## Problem details
Begin at the line that has "Hi there — would you mind finding the red" and stop after the last of the entries below, writing those lines out again with the requests kept unchanged. Shift every bounding box coordinate in the answers by adding 39 to it.

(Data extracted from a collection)
BEGIN
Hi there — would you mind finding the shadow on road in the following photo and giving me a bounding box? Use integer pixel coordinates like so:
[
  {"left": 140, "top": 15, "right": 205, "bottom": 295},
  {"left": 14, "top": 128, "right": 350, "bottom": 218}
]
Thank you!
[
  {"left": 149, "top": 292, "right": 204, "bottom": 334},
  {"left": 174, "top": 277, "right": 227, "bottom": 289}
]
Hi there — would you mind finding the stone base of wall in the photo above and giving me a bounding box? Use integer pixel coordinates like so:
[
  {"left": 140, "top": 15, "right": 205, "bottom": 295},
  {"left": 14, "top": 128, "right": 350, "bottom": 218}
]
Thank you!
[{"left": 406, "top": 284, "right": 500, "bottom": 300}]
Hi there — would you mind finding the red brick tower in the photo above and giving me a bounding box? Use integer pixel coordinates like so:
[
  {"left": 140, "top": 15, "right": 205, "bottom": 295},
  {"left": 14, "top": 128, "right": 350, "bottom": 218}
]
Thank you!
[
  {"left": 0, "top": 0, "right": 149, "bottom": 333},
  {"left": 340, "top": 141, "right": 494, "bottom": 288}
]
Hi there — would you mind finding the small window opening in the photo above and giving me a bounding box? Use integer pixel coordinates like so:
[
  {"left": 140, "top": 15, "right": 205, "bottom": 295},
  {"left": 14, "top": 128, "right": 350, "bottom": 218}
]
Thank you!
END
## Output below
Hi there — would you mind finding the red brick tower in the photo above and giving me a bounding box? Use integer pixel coordinates like so:
[
  {"left": 140, "top": 15, "right": 205, "bottom": 295},
  {"left": 14, "top": 128, "right": 350, "bottom": 218}
]
Thank you!
[
  {"left": 39, "top": 39, "right": 188, "bottom": 372},
  {"left": 379, "top": 180, "right": 533, "bottom": 327}
]
Hi there — would you mind finding the small window opening in the photo above and giving me a bounding box? Use integer pixel coordinates like so:
[
  {"left": 140, "top": 15, "right": 205, "bottom": 295},
  {"left": 14, "top": 128, "right": 350, "bottom": 218}
]
Thank you!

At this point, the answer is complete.